WHAT YOU NEED TO DO.
1/ In the text on racial disparities in coronavirus deaths, what makes Chicago a "haunting similarity" to Louisiana? Answer in one to three sentences.
2/ Extend the text on racial disparities in coronavirus deaths, picking up after the quotation from Chicago Mayor Lori Lightfoot.

EXCERPTED TEXT.
============

As the United States faces the novel coronavirus pandemic, people feel lost, frustrated, and unprotected amid inconsistent government orders, lack of tests, and economic uncertainty. As states and cities begin to share the racial breakdown of cases, however, a disturbing trend is quickly becoming evident. Black communities are being disproportionately affected by the public health crisis, according to the preliminary numbers we have available today. While comorbidities and environmental factors may certainly play a role, it’s also important to remember that on a structural level, black Americans face long-standing bias and discrimination when seeking medical care across the board.
First, let’s look at the numbers we have so far. As reported by Vox, in Louisiana, for example, black Americans make up 70% of coronavirus deaths. Louisiana Gov. John Bel Edwards described the numbers in his state as “disturbing,” and added it, “deserves more attention, and we’re going to have to dig into that and see what we can do to slow that trend down.”
In Chicago, 72% of COVID-19 related deaths are black Americans; which is close to six times the rate of white Chicago residents. Another haunting similarity to Louisiana? In both areas, only about 30% of the population is black. In Illinois as a whole, black Americans are 14% of the population—and 41% of coronavirus deaths.
"This new data offers a deeply concerning glimpse into the spread of COVID-19 and is a stark reminder of the deep-seated issues which have long created disparate health impacts in communities across Chicago," said Chicago Mayor Lori Lightfoot.

============

Natural-language object grounding data
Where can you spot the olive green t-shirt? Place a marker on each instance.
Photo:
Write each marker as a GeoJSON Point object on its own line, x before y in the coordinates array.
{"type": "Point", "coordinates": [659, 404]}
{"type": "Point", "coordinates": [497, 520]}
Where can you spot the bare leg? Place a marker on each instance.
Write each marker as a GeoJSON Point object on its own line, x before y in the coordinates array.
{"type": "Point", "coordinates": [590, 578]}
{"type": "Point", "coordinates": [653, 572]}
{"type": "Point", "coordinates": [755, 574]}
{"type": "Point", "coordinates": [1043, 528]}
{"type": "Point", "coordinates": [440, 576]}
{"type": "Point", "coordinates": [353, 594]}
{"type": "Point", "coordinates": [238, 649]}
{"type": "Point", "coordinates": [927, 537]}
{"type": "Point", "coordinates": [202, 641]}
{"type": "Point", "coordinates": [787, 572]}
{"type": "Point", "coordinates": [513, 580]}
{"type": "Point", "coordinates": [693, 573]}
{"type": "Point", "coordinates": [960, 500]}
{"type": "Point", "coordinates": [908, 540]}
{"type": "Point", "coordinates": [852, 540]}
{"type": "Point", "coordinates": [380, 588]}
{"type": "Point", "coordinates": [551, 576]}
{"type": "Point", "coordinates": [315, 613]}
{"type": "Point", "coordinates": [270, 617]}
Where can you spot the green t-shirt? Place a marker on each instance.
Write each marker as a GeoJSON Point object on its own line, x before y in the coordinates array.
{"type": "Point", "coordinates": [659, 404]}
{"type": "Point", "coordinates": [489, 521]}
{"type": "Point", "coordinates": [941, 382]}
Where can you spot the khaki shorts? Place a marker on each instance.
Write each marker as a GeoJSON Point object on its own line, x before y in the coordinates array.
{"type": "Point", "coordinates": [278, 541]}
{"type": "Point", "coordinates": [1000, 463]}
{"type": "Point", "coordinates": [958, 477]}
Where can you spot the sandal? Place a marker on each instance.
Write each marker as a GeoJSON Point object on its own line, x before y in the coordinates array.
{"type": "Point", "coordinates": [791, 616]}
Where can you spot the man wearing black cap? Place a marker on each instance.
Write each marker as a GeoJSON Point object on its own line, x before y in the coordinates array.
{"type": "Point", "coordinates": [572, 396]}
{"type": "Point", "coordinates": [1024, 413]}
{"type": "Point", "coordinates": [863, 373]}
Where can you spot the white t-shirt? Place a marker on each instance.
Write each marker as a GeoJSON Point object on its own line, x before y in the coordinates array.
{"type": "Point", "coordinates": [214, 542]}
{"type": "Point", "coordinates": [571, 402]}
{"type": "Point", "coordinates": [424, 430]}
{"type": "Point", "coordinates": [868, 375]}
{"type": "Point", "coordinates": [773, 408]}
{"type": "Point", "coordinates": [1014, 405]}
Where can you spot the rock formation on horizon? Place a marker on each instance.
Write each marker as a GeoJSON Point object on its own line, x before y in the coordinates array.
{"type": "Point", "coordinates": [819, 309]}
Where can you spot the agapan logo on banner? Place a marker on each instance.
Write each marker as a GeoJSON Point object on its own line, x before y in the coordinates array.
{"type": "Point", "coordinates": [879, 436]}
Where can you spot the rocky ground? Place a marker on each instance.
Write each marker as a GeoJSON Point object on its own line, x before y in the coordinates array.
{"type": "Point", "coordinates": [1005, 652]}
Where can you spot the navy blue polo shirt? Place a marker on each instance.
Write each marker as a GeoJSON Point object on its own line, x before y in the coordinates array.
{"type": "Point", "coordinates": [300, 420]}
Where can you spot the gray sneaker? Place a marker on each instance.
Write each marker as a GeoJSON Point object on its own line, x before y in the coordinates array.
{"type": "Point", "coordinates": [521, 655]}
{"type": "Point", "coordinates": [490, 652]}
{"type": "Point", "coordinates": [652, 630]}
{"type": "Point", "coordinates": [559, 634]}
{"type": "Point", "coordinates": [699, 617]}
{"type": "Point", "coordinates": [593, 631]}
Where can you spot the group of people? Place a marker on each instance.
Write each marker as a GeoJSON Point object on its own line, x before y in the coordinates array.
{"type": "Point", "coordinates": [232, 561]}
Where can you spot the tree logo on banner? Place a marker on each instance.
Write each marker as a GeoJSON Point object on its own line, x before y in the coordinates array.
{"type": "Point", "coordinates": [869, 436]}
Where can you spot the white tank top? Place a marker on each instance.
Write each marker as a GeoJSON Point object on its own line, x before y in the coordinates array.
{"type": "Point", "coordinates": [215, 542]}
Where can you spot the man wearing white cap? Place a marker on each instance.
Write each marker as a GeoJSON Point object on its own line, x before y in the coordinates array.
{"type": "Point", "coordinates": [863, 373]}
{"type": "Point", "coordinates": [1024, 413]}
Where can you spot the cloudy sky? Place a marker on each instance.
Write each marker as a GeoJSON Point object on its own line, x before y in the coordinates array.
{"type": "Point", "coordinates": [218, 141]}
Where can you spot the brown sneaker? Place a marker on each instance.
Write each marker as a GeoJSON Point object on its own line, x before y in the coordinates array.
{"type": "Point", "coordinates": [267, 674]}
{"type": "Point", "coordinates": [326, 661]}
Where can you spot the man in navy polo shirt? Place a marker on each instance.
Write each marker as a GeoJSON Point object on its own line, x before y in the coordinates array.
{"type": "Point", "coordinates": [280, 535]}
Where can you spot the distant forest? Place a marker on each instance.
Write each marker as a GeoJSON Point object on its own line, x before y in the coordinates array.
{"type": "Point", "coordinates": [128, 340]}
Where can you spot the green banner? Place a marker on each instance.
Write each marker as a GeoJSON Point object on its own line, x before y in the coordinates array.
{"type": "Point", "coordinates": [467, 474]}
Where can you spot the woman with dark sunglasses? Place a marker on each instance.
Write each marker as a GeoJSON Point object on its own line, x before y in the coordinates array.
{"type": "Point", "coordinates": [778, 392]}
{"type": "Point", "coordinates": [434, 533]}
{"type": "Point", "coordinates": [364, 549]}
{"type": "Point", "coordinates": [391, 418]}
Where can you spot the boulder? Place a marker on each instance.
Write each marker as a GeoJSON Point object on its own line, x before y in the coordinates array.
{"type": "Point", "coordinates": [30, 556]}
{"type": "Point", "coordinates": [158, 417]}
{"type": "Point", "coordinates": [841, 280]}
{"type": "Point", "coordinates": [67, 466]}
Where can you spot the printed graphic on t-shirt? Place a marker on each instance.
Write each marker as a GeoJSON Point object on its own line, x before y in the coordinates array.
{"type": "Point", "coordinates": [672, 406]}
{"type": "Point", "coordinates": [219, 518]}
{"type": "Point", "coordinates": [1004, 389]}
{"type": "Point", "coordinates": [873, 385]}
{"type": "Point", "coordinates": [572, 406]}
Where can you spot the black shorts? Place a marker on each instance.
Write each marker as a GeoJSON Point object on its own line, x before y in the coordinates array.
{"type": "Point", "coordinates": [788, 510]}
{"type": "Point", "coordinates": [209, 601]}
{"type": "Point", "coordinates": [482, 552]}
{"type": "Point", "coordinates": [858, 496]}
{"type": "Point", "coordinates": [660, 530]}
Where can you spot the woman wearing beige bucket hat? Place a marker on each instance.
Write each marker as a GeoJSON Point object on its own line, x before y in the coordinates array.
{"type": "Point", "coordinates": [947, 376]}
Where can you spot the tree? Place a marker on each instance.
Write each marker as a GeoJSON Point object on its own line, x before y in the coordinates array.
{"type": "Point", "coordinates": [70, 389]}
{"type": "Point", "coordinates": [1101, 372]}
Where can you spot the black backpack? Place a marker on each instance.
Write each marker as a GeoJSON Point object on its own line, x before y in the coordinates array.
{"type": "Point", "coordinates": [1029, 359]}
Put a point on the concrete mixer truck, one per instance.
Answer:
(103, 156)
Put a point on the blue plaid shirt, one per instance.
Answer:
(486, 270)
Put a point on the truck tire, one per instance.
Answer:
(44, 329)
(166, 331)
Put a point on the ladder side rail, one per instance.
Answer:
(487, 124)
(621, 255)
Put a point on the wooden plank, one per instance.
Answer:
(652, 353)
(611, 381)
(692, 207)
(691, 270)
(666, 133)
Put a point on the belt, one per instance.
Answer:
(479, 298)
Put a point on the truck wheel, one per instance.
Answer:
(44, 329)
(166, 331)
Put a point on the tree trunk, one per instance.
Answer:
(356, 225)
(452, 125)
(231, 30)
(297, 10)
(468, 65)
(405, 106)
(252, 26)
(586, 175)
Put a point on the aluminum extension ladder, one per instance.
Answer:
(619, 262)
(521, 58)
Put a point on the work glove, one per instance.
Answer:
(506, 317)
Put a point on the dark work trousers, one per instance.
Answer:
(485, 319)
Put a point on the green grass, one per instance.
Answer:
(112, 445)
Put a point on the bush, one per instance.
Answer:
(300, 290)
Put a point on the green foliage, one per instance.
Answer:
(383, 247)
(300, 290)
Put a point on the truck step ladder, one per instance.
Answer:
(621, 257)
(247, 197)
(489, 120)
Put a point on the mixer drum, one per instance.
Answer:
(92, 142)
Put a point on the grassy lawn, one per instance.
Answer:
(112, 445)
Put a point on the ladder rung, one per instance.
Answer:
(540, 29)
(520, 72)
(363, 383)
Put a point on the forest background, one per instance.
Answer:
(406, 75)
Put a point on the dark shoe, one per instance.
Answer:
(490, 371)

============

YOUR WRITTEN ANSWERS.
1/ In both places, black Americans account for about 70% of coronavirus deaths (70% in Louisiana, 72% in Chicago). Yet only about 30% of the population in each is black.

2/
In Michigan, a startling number of coronavirus cases are in Detroit, a majority-black city. Black Americans are less than 15% of Michigan’s entire population—but comprise close to 40% of coronavirus-related deaths and 35% of cases. ProPublica reports that in Milwaukee County, Wisconsin, 81% of people killed so far by the virus are black Americans.
These disturbing numbers lend to a major question: Why? As The New York Times suggests, some possible explanations are fairly obvious when we consider structural inequalities—black Americans may have higher rates of preexisting health conditions, such as asthma and high blood pressure, as well as less access to health insurance through an employer. Environmental pollution is a reasonable factor. Michigan state Rep. Tyrone Carter, for example, stated: “This pandemic just magnifies what we already knew: Access to health care, environmental issues in certain communities, air quality, water quality. We think about Flint and think about my district who has air issues, asthma.”
As NPR points out, however, bias may also be a factor. Black Americans, as it is, routinely experience discrimination and anti-black bias when seeking medical care. This systemic discrimination can impact black communities in everything from accessing pain medication to maternal survival rates. It’s not surprising—though it is horrifying—that this trend may continue in the face of a global pandemic. As NPR reports, according to recent billing data in a few states, physicians may be less likely to test black Americans who have cough and fever symptoms for the coronavirus.
Founder and CEO of Advancing Health Equity, emergency medicine physician Uché Blackstock, stressed to The Washington Post that transparency is as key now as ever, given that the pressure of limited resources pushes doctors to decide who, how, and when to treat patients. Blackstock, who practices medicine in New York City, told the Post that when patients “interface with the health-care system now when we are in a situation where we have limited resources, to think about how providers are making their decisions about who gets care and how is incredibly concerning.”
Many disability advocates have voiced a similar concern—if physicians have to make increasingly impossible decisions on who gets what life-saving care and when, the public needs transparency to make sure implicit bias and discrimination aren’t playing into who gets what access.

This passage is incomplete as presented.